Merkmal[Bearbeiten | Quelltext bearbeiten]

Besonderes Merkmal einer Parlamentsarmee ist, dass der Einsatz dieser Streitkräfte nur mit der Genehmigung eines Parlaments gestattet ist. Dies soll den Einfluss der Regierung oder eines Monarchen auf die Streitkräfte schwächen und so dafür sorgen, dass deren Einsatz durch breite demokratische Willensbildung zustande kommt.[1]

Geschichte[Bearbeiten | Quelltext bearbeiten]

England/Großbritannien[Bearbeiten | Quelltext bearbeiten]

Der Begriff Parlamentsarmee („Parliament’s forces“) kam erstmals 1644 in England auf, als unter Oliver Cromwell die New Model Army aufgestellt wurde. Da die New Model Army, im Gegensatz zu früheren englischen Truppen vom Parlament gestellt, ausgerüstet und befehligt wurde, erhielten die Streitkräfte offiziell die Bezeichnung Parlamentsarmee, um sie von den Einheiten des englischen Königs zu unterscheiden.
= = =
• _AUFGABEN_:
a. Fasse im Auszug über die Parlamentsarmee den Absatz, der mit „Der Begriff Parlamentsarmee“ beginnt, als kurze Stichpunktliste zusammen und behalte dabei seine wichtigsten Fakten bei.
b. Führe den Auszug über die Parlamentsarmee im Anschluss an seinen letzten Satz weiter.
= = =
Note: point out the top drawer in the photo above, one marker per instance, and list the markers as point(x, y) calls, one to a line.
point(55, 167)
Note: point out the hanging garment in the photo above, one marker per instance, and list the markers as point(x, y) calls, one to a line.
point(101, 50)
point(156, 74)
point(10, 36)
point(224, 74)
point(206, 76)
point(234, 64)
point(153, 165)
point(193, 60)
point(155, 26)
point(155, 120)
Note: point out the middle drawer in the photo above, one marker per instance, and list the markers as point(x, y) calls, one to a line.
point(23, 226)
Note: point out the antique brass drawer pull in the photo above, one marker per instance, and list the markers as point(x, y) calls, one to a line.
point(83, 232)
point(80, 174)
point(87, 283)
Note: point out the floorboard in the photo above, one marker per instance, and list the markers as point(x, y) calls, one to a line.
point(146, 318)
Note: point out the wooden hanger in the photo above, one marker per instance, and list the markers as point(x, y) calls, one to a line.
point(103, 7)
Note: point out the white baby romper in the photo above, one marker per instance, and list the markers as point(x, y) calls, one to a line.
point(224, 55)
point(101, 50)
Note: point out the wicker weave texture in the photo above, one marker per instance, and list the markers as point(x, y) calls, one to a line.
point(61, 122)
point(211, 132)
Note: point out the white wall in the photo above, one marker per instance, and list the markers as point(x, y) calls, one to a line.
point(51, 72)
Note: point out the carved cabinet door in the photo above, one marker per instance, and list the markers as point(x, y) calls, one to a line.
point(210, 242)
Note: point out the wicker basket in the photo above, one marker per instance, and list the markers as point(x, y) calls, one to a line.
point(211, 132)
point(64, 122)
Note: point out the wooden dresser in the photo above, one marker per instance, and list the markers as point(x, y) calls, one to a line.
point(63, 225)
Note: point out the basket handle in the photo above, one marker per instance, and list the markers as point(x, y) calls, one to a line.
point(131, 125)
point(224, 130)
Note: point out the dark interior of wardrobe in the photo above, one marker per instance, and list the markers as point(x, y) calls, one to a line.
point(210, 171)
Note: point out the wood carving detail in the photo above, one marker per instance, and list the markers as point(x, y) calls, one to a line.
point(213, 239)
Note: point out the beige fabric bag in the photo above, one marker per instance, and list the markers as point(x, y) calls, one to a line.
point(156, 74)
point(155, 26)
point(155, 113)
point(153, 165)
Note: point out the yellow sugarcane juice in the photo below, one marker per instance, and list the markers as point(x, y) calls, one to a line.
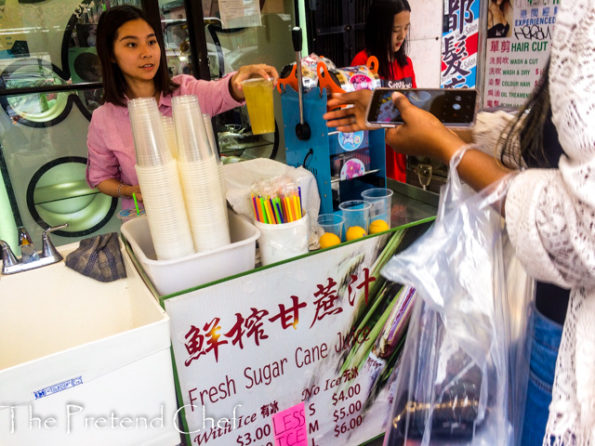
point(259, 100)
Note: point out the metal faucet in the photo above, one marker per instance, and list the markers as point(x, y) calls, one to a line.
point(48, 254)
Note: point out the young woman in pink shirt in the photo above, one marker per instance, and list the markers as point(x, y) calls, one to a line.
point(387, 27)
point(133, 65)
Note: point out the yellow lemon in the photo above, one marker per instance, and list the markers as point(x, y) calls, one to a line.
point(355, 232)
point(378, 226)
point(328, 239)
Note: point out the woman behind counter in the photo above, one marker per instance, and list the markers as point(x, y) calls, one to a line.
point(133, 65)
point(387, 26)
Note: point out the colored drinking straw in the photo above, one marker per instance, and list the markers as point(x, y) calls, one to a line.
point(135, 203)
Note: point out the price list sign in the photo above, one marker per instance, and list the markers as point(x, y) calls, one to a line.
point(302, 353)
point(517, 50)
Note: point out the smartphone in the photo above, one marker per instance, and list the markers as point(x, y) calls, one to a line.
point(453, 107)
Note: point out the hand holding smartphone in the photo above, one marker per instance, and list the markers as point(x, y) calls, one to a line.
point(453, 107)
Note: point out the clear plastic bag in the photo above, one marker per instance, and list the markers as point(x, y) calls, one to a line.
point(454, 385)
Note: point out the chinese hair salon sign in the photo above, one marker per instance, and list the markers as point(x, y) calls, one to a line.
point(459, 44)
point(299, 353)
point(518, 46)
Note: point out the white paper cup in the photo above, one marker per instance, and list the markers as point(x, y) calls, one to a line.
point(283, 241)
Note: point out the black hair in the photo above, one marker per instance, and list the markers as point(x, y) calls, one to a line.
point(114, 83)
point(527, 129)
point(379, 28)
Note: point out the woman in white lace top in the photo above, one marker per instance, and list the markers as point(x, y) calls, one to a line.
point(550, 213)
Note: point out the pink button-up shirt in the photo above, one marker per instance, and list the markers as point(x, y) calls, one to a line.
point(110, 142)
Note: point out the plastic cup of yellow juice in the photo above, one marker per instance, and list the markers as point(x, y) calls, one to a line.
point(259, 100)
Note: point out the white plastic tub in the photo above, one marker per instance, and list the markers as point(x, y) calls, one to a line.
point(171, 276)
point(84, 362)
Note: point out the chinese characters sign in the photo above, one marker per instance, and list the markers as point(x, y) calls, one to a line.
point(459, 44)
point(516, 56)
point(250, 348)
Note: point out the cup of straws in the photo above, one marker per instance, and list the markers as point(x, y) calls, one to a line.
point(281, 219)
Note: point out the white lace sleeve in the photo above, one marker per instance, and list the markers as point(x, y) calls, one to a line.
point(551, 214)
point(551, 218)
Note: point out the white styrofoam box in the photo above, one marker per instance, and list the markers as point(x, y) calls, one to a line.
point(83, 361)
point(171, 276)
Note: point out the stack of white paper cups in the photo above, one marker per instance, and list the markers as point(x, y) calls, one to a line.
point(169, 129)
point(159, 182)
point(211, 137)
point(199, 172)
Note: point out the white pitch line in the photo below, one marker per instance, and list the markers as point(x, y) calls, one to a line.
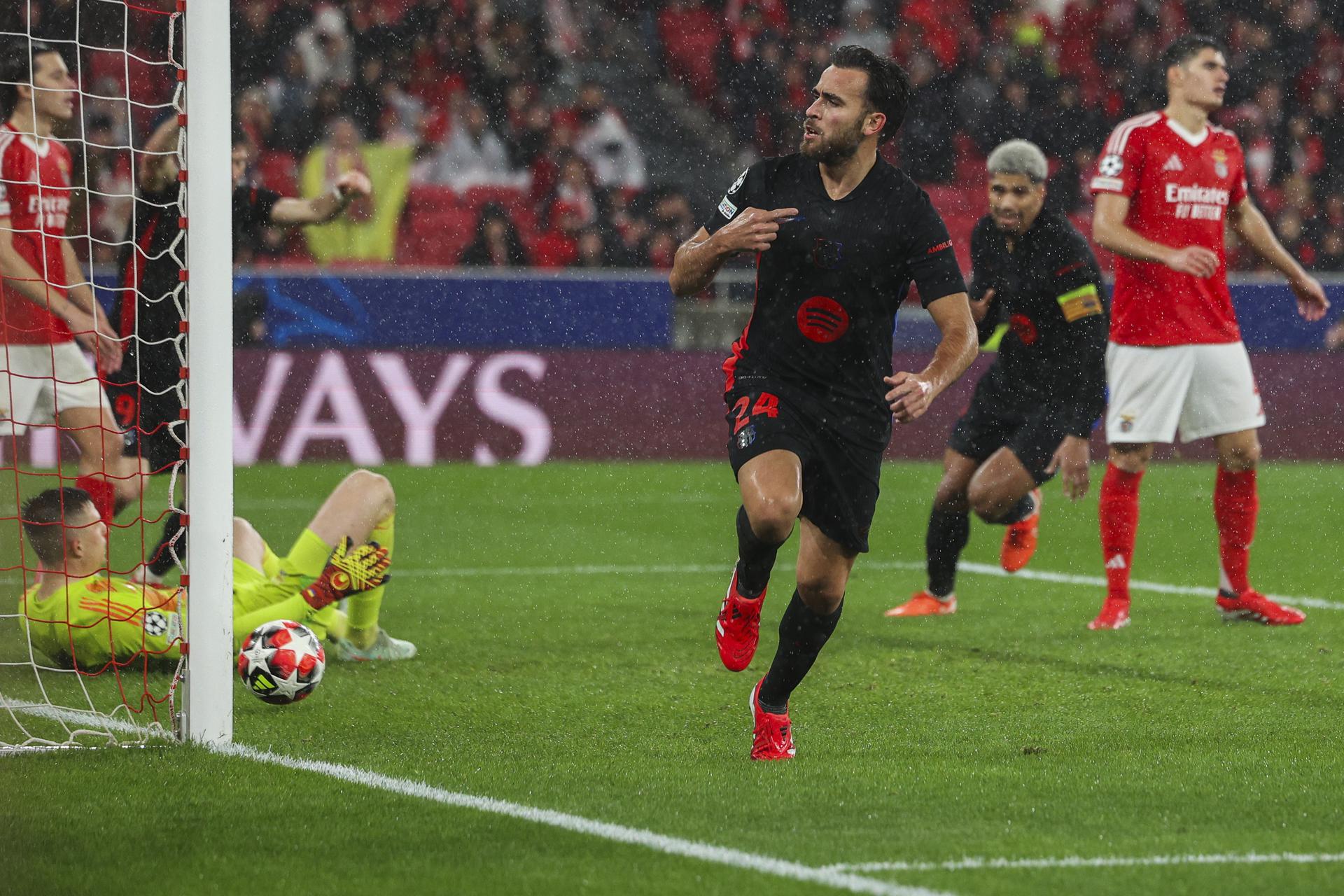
point(620, 833)
point(1097, 862)
point(974, 568)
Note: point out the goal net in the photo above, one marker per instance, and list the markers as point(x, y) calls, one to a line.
point(92, 653)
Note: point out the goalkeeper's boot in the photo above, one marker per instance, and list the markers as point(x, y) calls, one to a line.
point(1114, 614)
point(350, 570)
point(925, 605)
point(772, 734)
point(1021, 539)
point(385, 648)
point(738, 628)
point(1254, 606)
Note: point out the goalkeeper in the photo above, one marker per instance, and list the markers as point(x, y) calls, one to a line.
point(80, 614)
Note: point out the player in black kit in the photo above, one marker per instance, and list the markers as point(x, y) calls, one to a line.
point(1034, 409)
point(148, 393)
point(839, 235)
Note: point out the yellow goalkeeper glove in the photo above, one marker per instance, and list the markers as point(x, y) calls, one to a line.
point(350, 570)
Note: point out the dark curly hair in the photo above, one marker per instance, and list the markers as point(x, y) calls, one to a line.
point(889, 85)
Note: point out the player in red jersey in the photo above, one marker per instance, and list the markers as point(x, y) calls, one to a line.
point(1166, 184)
point(48, 304)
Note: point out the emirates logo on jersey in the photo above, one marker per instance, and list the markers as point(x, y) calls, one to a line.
point(823, 318)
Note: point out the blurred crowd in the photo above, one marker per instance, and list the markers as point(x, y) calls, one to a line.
point(1060, 73)
point(519, 156)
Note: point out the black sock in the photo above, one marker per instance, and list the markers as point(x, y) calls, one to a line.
point(803, 633)
point(1018, 512)
point(756, 558)
point(162, 558)
point(948, 535)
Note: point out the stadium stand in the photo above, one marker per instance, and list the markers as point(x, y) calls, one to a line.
point(608, 108)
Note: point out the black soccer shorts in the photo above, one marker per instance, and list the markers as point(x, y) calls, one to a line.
point(839, 472)
point(988, 425)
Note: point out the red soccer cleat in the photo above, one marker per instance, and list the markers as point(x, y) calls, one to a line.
point(1254, 606)
point(738, 628)
point(925, 605)
point(1114, 614)
point(1021, 539)
point(772, 735)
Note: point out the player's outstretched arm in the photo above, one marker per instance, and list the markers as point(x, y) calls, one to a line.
point(699, 258)
point(1254, 230)
point(1070, 461)
point(1110, 232)
point(159, 164)
point(20, 277)
point(102, 340)
point(320, 210)
point(911, 394)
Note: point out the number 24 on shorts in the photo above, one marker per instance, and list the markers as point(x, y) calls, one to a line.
point(766, 403)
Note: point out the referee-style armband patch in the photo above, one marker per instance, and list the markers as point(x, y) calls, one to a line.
point(997, 336)
point(1079, 302)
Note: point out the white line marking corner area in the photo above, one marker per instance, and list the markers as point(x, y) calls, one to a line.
point(1097, 862)
point(831, 878)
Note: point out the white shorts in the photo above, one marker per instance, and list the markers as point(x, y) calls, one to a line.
point(41, 381)
point(1203, 390)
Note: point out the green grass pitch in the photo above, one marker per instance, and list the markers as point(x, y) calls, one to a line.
point(565, 622)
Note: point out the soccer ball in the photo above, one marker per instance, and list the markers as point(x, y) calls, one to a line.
point(281, 662)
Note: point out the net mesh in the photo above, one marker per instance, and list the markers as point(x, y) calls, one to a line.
point(89, 656)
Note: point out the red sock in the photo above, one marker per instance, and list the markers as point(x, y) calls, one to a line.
point(1236, 504)
point(1119, 514)
point(104, 496)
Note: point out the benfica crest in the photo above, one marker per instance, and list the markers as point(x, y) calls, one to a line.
point(1221, 163)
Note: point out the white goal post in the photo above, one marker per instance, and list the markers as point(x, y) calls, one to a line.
point(207, 713)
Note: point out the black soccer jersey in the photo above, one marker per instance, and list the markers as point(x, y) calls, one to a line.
point(1049, 295)
point(830, 286)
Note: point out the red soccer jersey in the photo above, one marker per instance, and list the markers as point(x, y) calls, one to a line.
point(35, 198)
point(1180, 187)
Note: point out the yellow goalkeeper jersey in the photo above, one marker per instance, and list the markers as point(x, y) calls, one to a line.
point(99, 620)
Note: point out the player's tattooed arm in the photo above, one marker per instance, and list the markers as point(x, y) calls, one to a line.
point(1070, 461)
point(159, 163)
point(86, 318)
point(1110, 232)
point(699, 258)
point(1254, 230)
point(911, 394)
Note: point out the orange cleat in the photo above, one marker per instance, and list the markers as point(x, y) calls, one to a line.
point(1021, 539)
point(738, 628)
point(925, 605)
point(1254, 606)
point(772, 735)
point(1114, 614)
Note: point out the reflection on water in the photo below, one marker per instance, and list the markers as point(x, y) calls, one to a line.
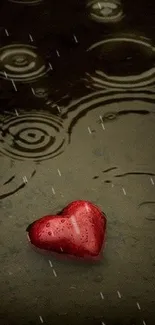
point(33, 136)
point(122, 62)
point(65, 66)
point(105, 11)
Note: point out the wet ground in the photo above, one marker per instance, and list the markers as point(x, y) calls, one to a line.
point(77, 116)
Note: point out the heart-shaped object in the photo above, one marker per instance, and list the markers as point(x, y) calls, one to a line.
point(79, 230)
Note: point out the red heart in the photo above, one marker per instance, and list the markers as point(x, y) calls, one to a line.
point(78, 230)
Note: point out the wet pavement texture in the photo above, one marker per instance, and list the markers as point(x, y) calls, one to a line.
point(77, 116)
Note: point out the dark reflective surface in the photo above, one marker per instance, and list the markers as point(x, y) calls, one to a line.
point(77, 94)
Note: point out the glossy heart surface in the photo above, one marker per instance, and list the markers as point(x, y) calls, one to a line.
point(78, 230)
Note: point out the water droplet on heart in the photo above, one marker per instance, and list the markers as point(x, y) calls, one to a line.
point(48, 225)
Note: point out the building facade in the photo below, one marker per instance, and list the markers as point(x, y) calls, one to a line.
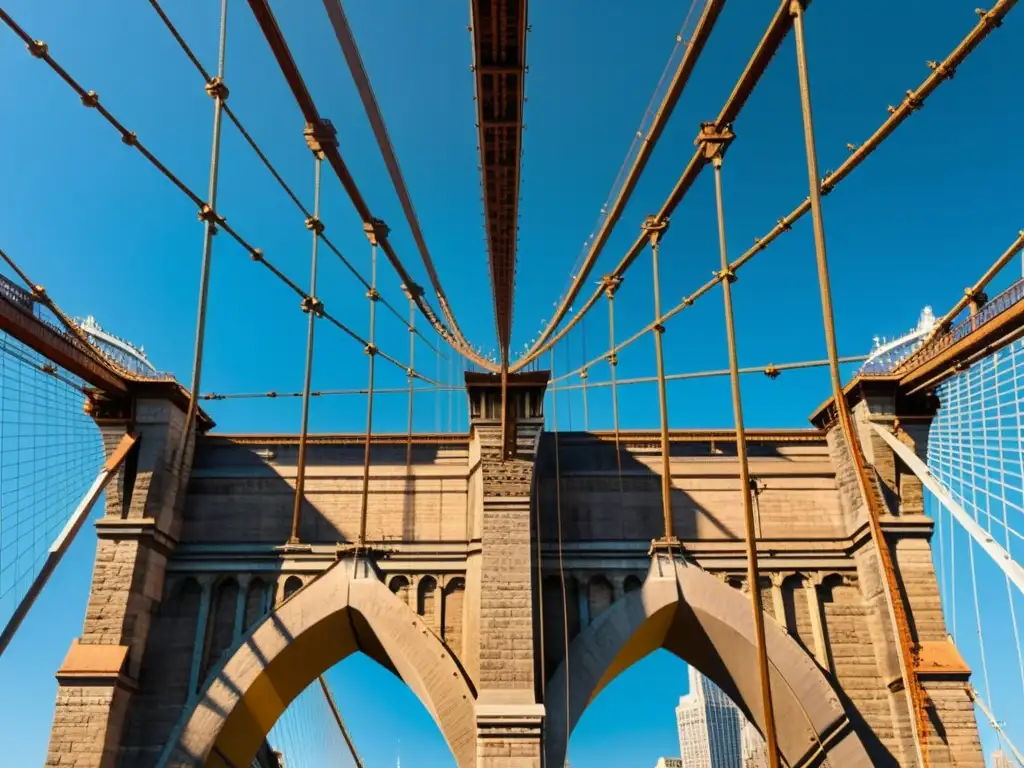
= = =
• _LÖSUNGEN_:
a.
- Der Begriff Parlamentsarmee („Parliament’s forces“) kam erstmals 1644 in England auf.
- Anlass war die Aufstellung der New Model Army unter Oliver Cromwell.
- Anders als frühere englische Truppen wurde sie vom Parlament gestellt, ausgerüstet und befehligt.
- Deshalb trug sie offiziell die Bezeichnung Parlamentsarmee, um sie von den Einheiten des englischen Königs zu unterscheiden.

b.
Während der Stuart-Restauration wurde diese Armee zwar 1660 aufgelöst, dennoch behielt das Parlament Englands, insbesondere nach der Glorious Revolution, ein deutliches Mitspracherecht beim Einsatz der Streitkräfte. 1689 begrenzte das Parlament den Einfluss des Monarchen auf das Militär. Es lehnte ein stehendes Heer in Friedenszeiten ab, da es dem Monarchen auch als innenpolitisches Machtinstrument hätte dienen können. Durch die Bill of Rights 1689 durfte ein stehendes Heer nur mit Zustimmung des Parlaments existieren. Bis heute muss das britische Parlament daher jährlich das Bestehen des Heeres genehmigen, wobei es sich inzwischen aber um einen rein formalen Akt handelt. Forderungen, dem Monarchen die Kontrolle über die Armee komplett zu entziehen, konnten nicht durchgesetzt werden, so dass er bis heute der alleinige Oberbefehlshaber der British Army ist.

Der Einfluss dieser Genehmigungsregelung in Großbritannien ist bis heute so groß, dass die British Army, im Gegensatz zur Royal Navy und Royal Air Force, nicht den Begriff Royal, also königlich in ihrem Namen trägt.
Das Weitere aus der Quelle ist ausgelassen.